- **What is needed**:
Please format the part of the records below that opens with the line containing "In the following image, tightly box the snowy" and closes with the line containing "357,287,768,402" as a JSON list of strings, one string per line, leaving out blank lines.

- **Records for this task**:
○ ○ ○

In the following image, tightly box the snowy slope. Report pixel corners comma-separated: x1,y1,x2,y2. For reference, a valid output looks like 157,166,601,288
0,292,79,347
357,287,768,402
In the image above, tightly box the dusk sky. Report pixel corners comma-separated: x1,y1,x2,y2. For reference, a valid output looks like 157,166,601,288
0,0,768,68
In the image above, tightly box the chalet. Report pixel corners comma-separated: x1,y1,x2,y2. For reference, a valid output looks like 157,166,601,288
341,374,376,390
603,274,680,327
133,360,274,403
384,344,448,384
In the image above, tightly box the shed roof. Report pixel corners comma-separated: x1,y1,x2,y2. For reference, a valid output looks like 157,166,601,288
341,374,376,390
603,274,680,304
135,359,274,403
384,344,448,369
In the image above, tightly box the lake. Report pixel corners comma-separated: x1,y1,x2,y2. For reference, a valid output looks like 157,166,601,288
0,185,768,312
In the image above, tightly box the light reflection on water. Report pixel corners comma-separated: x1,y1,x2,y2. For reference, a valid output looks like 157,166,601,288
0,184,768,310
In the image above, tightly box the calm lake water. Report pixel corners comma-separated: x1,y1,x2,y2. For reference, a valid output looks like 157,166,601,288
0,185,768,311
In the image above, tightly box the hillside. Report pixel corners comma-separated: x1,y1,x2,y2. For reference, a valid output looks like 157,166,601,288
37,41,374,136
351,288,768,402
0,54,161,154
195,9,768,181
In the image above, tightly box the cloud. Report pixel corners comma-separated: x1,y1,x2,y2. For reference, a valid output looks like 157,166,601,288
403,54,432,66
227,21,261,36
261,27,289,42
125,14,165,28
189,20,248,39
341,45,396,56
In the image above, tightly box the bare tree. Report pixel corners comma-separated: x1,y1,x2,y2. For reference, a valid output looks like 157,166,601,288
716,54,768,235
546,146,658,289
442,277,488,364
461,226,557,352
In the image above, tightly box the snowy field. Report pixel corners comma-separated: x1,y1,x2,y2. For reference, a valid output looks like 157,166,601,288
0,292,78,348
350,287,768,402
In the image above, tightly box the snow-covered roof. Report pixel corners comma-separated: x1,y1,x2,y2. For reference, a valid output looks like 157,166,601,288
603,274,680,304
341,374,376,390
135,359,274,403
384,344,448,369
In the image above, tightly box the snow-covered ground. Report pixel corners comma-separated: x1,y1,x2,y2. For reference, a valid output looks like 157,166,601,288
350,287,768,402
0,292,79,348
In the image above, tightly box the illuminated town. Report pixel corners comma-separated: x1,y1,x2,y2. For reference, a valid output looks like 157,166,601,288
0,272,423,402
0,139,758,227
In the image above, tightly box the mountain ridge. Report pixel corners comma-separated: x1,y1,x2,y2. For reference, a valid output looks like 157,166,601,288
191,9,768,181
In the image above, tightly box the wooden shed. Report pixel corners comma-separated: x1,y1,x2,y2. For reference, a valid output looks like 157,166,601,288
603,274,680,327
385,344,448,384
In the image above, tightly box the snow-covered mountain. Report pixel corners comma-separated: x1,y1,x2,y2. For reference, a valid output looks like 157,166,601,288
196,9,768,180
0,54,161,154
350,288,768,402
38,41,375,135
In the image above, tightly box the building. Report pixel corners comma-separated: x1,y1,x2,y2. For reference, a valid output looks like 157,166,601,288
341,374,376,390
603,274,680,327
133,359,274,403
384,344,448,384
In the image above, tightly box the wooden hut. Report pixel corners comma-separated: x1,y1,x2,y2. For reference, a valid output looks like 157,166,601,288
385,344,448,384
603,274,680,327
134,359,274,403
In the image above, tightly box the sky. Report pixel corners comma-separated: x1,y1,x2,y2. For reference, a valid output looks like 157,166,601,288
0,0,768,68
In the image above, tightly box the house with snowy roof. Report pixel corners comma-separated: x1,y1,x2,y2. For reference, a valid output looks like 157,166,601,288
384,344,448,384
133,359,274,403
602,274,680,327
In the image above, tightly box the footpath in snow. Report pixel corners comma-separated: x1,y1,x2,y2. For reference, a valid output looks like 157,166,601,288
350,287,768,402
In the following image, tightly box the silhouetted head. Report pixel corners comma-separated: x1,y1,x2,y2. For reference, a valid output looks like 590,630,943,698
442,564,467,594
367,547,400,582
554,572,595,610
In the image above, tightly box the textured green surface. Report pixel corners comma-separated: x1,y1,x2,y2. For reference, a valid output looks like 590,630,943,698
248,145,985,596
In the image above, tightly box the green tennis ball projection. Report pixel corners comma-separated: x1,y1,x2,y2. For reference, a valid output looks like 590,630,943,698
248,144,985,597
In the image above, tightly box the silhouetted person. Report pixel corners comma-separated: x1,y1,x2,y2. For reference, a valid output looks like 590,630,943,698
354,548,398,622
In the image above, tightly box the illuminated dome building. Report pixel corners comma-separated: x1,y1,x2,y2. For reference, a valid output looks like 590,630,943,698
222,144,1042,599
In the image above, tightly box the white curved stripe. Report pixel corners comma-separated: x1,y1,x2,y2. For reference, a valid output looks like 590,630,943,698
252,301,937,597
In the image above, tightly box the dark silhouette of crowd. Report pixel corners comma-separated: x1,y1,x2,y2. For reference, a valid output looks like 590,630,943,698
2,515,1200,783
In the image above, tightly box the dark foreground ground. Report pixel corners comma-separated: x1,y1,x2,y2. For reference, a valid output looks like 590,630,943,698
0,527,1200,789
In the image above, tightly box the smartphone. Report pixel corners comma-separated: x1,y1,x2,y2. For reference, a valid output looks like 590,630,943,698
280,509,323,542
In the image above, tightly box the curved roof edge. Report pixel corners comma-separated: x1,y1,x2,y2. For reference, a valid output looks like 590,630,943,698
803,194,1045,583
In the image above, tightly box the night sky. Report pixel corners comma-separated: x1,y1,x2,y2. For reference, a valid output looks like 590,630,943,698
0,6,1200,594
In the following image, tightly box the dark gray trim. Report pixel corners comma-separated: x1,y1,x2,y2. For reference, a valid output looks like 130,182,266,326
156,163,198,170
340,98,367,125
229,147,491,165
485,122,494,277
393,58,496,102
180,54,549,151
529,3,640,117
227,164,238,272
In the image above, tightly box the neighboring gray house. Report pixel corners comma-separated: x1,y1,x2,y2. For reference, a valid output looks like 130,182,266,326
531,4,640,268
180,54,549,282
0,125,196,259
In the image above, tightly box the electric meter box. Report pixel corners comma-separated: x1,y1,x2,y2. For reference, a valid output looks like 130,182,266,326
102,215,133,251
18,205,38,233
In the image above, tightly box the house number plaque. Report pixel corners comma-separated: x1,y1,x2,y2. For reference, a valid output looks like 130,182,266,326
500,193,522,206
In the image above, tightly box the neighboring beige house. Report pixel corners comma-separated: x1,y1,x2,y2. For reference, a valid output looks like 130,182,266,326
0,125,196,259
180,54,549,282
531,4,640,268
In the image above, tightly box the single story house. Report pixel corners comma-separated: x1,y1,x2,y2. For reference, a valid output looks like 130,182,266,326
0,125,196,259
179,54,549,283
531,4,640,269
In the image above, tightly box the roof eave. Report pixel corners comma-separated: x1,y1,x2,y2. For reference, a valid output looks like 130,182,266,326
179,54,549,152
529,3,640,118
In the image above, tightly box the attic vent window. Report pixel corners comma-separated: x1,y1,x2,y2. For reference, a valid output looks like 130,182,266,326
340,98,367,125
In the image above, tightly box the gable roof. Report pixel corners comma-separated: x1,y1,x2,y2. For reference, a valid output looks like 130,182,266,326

○ ○ ○

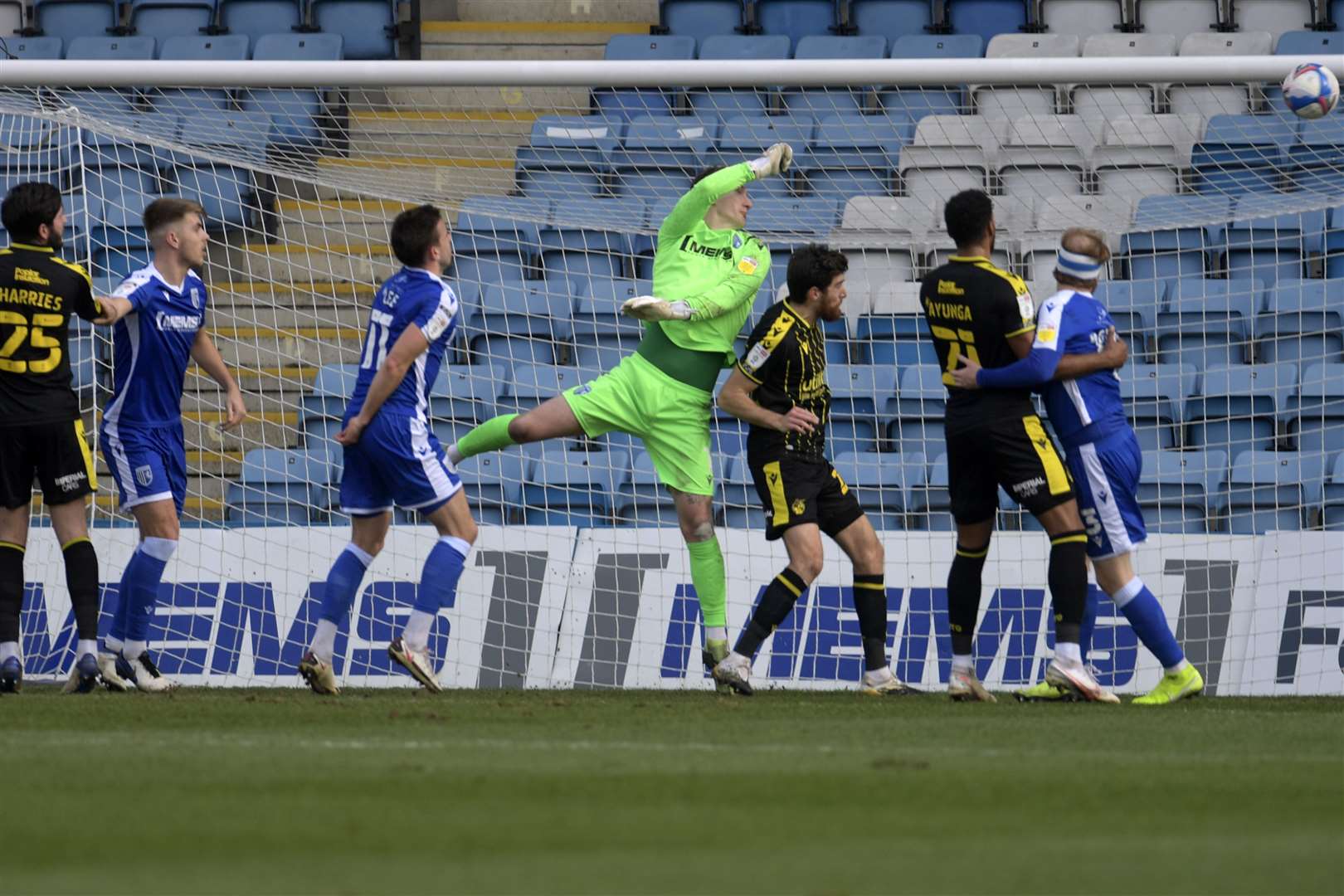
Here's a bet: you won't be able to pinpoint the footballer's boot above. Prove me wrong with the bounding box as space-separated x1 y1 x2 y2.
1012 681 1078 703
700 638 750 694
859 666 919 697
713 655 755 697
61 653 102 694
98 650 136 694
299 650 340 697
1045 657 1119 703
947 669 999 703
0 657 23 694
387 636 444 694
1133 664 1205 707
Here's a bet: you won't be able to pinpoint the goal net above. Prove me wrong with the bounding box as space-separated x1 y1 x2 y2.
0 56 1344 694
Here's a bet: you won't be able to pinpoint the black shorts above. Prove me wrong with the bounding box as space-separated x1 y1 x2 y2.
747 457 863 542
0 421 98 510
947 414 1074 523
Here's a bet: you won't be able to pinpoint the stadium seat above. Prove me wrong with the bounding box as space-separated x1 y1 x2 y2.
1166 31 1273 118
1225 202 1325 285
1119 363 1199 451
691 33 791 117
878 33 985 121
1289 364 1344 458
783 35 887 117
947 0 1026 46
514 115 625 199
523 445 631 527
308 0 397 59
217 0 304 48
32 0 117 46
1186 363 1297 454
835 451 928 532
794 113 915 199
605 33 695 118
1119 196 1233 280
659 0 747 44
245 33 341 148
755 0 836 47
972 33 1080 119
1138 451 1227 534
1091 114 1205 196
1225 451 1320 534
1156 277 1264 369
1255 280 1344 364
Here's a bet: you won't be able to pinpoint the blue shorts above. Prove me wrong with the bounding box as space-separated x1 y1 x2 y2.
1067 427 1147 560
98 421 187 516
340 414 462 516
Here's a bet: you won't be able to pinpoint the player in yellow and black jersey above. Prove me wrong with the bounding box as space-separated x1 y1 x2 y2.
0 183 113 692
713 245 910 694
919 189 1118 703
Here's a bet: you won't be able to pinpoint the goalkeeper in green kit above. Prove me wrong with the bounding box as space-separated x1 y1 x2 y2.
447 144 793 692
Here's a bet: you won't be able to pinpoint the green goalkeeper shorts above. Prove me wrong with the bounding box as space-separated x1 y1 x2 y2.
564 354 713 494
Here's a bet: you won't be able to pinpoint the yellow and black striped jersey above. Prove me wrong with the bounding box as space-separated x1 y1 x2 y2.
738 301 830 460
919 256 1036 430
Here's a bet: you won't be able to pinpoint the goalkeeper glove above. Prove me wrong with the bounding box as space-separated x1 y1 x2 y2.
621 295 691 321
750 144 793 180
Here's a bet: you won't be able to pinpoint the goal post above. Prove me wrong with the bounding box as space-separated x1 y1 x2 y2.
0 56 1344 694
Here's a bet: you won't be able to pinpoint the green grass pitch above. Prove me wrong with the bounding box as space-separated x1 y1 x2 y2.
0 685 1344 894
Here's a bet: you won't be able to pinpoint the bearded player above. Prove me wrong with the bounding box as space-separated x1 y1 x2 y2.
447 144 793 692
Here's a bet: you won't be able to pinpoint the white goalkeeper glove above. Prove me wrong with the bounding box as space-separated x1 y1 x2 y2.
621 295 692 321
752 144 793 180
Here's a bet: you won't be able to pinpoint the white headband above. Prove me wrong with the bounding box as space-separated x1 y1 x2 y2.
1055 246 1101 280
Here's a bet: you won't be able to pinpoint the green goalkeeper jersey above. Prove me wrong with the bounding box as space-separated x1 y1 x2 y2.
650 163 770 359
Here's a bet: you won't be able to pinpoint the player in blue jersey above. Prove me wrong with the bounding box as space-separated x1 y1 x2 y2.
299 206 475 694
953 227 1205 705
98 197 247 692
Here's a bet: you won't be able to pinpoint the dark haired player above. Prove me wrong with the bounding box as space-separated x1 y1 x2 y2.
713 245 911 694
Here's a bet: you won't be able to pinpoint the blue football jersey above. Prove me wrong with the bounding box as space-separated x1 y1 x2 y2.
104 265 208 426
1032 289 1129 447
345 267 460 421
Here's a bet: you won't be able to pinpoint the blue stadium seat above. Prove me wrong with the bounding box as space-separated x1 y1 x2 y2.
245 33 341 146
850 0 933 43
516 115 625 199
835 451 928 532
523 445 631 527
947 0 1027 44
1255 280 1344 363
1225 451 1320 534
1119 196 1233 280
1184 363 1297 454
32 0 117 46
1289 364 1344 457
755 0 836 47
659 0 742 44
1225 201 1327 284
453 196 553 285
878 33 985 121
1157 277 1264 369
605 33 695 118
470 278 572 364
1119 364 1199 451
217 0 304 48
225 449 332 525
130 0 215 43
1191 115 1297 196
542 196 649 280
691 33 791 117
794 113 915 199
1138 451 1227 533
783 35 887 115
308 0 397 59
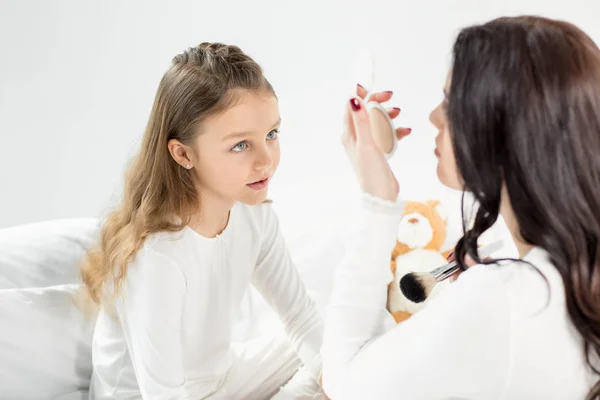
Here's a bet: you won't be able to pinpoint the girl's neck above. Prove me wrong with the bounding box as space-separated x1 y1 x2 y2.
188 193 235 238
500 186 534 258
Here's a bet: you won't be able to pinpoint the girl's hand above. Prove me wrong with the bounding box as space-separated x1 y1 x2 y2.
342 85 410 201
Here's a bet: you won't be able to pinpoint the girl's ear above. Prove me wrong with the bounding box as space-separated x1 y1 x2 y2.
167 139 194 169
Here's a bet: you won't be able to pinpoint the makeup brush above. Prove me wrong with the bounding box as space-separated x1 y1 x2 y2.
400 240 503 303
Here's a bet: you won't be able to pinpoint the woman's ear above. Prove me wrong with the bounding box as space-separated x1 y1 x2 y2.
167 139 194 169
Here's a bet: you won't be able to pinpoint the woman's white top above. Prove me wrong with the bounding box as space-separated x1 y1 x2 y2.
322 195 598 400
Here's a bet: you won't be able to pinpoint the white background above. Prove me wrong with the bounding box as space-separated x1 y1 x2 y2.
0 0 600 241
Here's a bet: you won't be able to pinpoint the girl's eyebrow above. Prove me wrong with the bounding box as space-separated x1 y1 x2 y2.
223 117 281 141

○ ○ ○

- **Correct response**:
[
  "In the following image, tightly box the snowy slope. Report pixel corners comma-separated: x1,y1,x2,y2. For reference, a valid output looks like 157,166,601,288",
  "0,292,79,347",
  "357,287,768,402"
]